To add to the drama, my paladin was one of the sacrifices. And I only had one arm, because my team apparently could not live without my Drow Bane sword, and I was flesh-to-stoned. Yes, there were stoned jokes abound.

Brova
2015-06-25, 06:40 PM
Killing a god is easy. They have alignments and a finite number of hit dice. Just circle magic yourself up to the magic number of 10 + HD and cast the appropriate holy word clone. It's easier if you happen to be a Dweomerkeeper as you can do it without worrying about SR. The hardest part is getting into a position to do it before the god notices. As a rough mockup a Cleric 5/Dweomerkeeper 4/Hathran 5 can use circle magic, super natural spell, and appropriate holy word variants to kill any god once a day.

Honestly, D&D gods are deeply unsatisfying. Basically all they actually do is demonstrate that the people writing D&D have no idea how to play D&D. The above Cleric, with some initiate of mystra goodness, random buffs, and acorn of far travel is basically better than any D&D god as written. The power of D&D is such that you can make people who are basically gods by the 12th to 15th range. simulacrum chaining, chain binding, Artificer skilldancing, Planar Shepherd, etc. Honestly, that might make a pretty sweet campaign.

## Recorded information:
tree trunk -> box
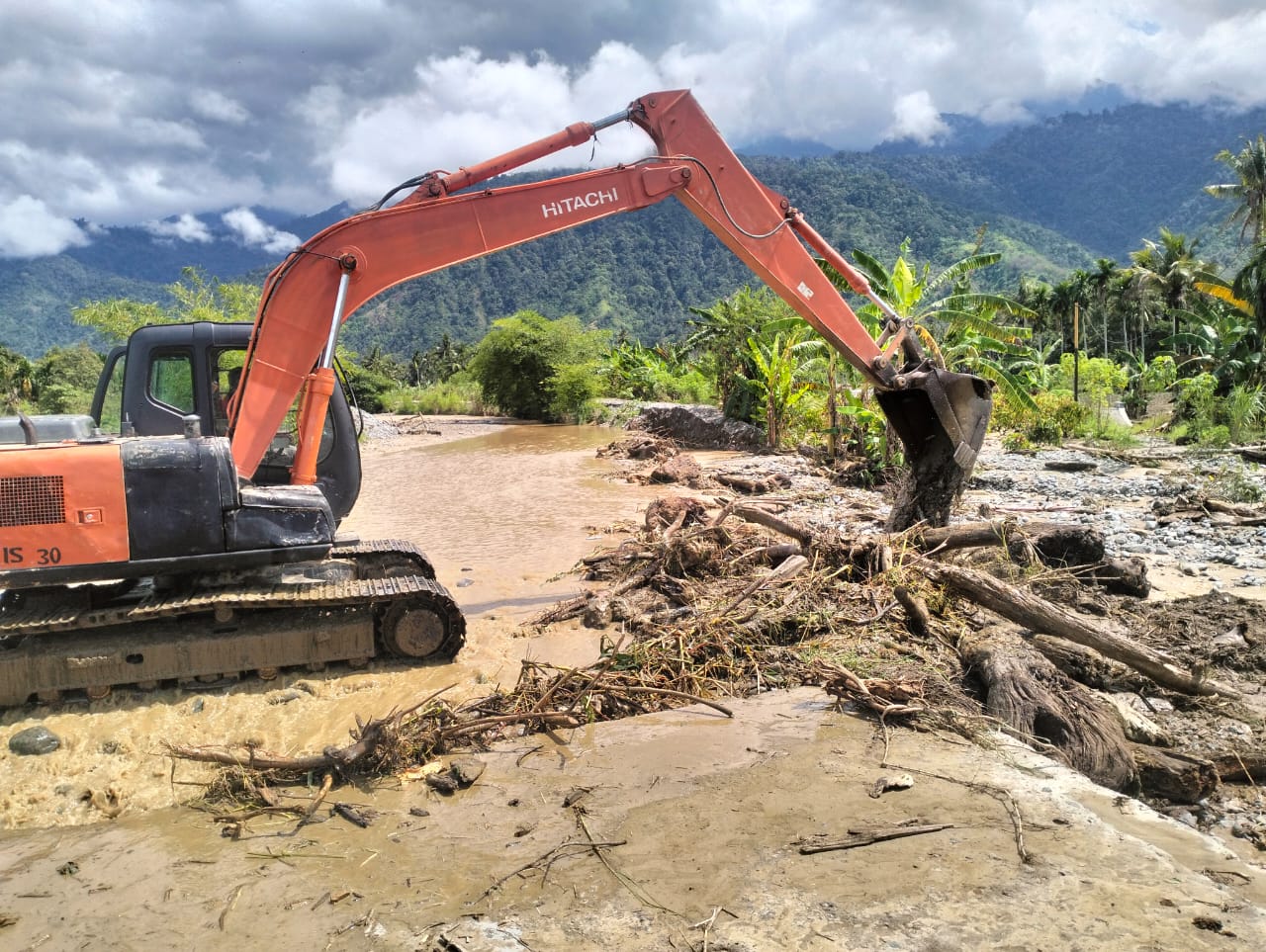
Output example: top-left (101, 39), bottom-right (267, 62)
top-left (912, 559), bottom-right (1239, 698)
top-left (958, 626), bottom-right (1134, 790)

## Exercise aim:
In the forum discussion about killing D&D gods, what is named as the hardest part of killing a god?

## Answer for the task:
Getting into a position to do it before the god notices.